Exercícios a realizar:
a) Por favor, enumere os aspetos da onda descrita no excerto selecionado que, segundo ele, ainda não se conhecem.
b) Indique se cada afirmação está de acordo com o excerto selecionado: (i) Cidadão obteve um total de 109 dias de observação contínua de Vénus; (ii) as outras ondas atmosféricas já descobertas em Vénus estavam abaixo dos 65 quilómetros de altitude; (iii) as ondas de gravidade são o mesmo que as ondas gravitacionais.

Excerto selecionado:

Telescópio de controlo remoto de 365mm de diâmetro que António Cidadão utilizou nestas observações,
Telescópio de controlo remoto de 365mm de diâmetro que António Cidadão utilizou nestas observações, equipado com câmaras com sensibilidade alargada ao comprimento de onda de luz de 1000 nanómetros (infravermelho próximo), e filtros adequados à observação da atmosfera de planetas gasosos.
Créditos: António Cidadão.

Nesta campanha, Cidadão destacou-se por ter obtido um total de 109 dias de observação contínua de Vénus, utilizando o seu telescópio de 356 milímetros de diâmetro instalado em Carcavelos, concelho de Oeiras. 

A origem desta onda é ainda desconhecida, mas sabe-se que é recorrente e de longa duração. Não se conhece ainda o seu comportamento ao longo do tempo, nem a regularidade com que surge e se dissipa. Outras ondas atmosféricas foram já descobertas em Vénus, mas sempre acima dos 65 quilómetros de altitude.

É provável que seja uma onda do género das que são causadas pela deslocação de um meio (líquido como o mar, ou gasoso como a atmosfera) em relação à sua posição de estabilidade relativa à força de gravidade do planeta. Por isso se chamam ondas de gravidade (não confundir com ondas gravitacionais).

Informação apresentada:
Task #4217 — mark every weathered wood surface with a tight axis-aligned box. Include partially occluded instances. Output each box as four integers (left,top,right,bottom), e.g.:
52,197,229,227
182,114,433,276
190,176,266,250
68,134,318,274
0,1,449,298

Respostas esperadas:
a)
- A origem da onda
- O seu comportamento ao longo do tempo
- A regularidade com que surge e se dissipa

b)
(i) Sim: "obtido um total de 109 dias de observação contínua de Vénus"
(ii) Não: "sempre acima dos 65 quilómetros de altitude"
(iii) Não: "não confundir com ondas gravitacionais"